:: WHAT THE EXERCISE ASKS ::
Every line of the data must be retyped exactly as it stands.

:: SUPPLIED MATERIAL ::
· · · ·

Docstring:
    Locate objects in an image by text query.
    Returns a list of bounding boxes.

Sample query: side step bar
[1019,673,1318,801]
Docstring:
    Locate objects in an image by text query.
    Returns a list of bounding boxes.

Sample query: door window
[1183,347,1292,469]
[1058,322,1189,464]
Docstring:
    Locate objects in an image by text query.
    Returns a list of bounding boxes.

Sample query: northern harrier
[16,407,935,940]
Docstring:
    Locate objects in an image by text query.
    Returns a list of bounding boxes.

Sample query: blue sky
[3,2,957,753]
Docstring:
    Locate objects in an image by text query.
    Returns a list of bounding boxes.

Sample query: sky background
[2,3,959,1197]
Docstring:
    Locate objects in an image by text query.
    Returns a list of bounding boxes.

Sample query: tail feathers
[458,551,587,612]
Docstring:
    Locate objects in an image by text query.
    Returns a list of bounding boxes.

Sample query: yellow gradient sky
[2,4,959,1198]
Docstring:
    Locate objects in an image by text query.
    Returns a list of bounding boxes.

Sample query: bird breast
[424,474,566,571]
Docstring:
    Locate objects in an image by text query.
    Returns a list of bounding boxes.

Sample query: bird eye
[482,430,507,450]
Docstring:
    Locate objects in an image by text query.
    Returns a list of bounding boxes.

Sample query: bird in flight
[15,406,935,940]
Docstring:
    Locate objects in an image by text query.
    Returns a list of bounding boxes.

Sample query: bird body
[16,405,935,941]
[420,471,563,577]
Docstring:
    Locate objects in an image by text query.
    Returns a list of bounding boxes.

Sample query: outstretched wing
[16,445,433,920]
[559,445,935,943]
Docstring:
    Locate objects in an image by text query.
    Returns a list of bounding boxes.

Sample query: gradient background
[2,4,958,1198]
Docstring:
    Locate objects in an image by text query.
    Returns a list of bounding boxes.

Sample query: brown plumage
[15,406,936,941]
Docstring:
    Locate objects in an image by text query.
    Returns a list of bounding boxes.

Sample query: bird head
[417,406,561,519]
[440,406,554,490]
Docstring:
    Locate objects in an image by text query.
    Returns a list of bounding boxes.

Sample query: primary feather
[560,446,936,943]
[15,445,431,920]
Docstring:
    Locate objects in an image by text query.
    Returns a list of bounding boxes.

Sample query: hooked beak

· · · ·

:: TASK ANSWER ::
Docstring:
    Locate objects in an image by text query.
    Returns a list of bounding boxes.

Sample query: side step bar
[1019,673,1318,801]
Docstring:
    Locate objects in an image by text query.
    Returns a list of bounding boxes.

Sample query: door window
[1183,347,1292,469]
[1058,322,1189,464]
Docstring:
    Locate objects in an image by text query.
    Returns a list of bounding boxes.

Sample query: northern harrier
[16,407,935,940]
Docstring:
    Locate objects in an image by text query.
    Returns a list of bounding boxes.

Sample query: blue sky
[3,2,957,753]
Docstring:
    Locate objects in an image by text query.
    Returns a list of bounding boxes.

Sample query: sky background
[2,3,959,1197]
Docstring:
    Locate objects in an image by text query.
    Returns a list of bounding boxes.

Sample query: tail feathers
[458,551,587,612]
Docstring:
    Locate objects in an image by text query.
    Returns a list of bounding boxes.

Sample query: yellow gradient sky
[2,4,959,1198]
Docstring:
    Locate objects in an image by text query.
    Returns a list of bounding boxes.

Sample query: bird breast
[424,474,566,571]
Docstring:
    Locate objects in an image by text query.
    Returns a list of bounding boxes.

Sample query: bird eye
[482,430,507,450]
Docstring:
    Locate objects in an image by text query.
    Returns a list of bounding boxes.

Sample query: bird in flight
[15,406,935,940]
Docstring:
    Locate objects in an image by text query.
    Returns a list of bounding boxes.

Sample query: bird body
[16,405,935,941]
[420,471,563,577]
Docstring:
    Locate objects in an image by text query.
    Returns a list of bounding boxes.

Sample query: outstretched wing
[16,445,433,920]
[559,445,935,943]
Docstring:
    Locate objects in an image by text query.
    Returns a list of bounding boxes.

Sample query: gradient background
[2,4,958,1198]
Docstring:
    Locate objects in an image by text query.
    Returns a list of bounding boxes.

Sample query: brown plumage
[15,406,936,941]
Docstring:
    Locate objects in an image by text query.
    Returns a list of bounding boxes.

Sample query: bird head
[417,406,561,519]
[440,406,554,490]
Docstring:
    Locate objects in an image by text query.
    Returns a list of bounding boxes.

Sample query: primary feather
[560,446,936,943]
[15,445,431,920]
Docstring:
    Locate objects in an image by text query.
    Returns a list of bounding boxes.

Sample query: hooked beak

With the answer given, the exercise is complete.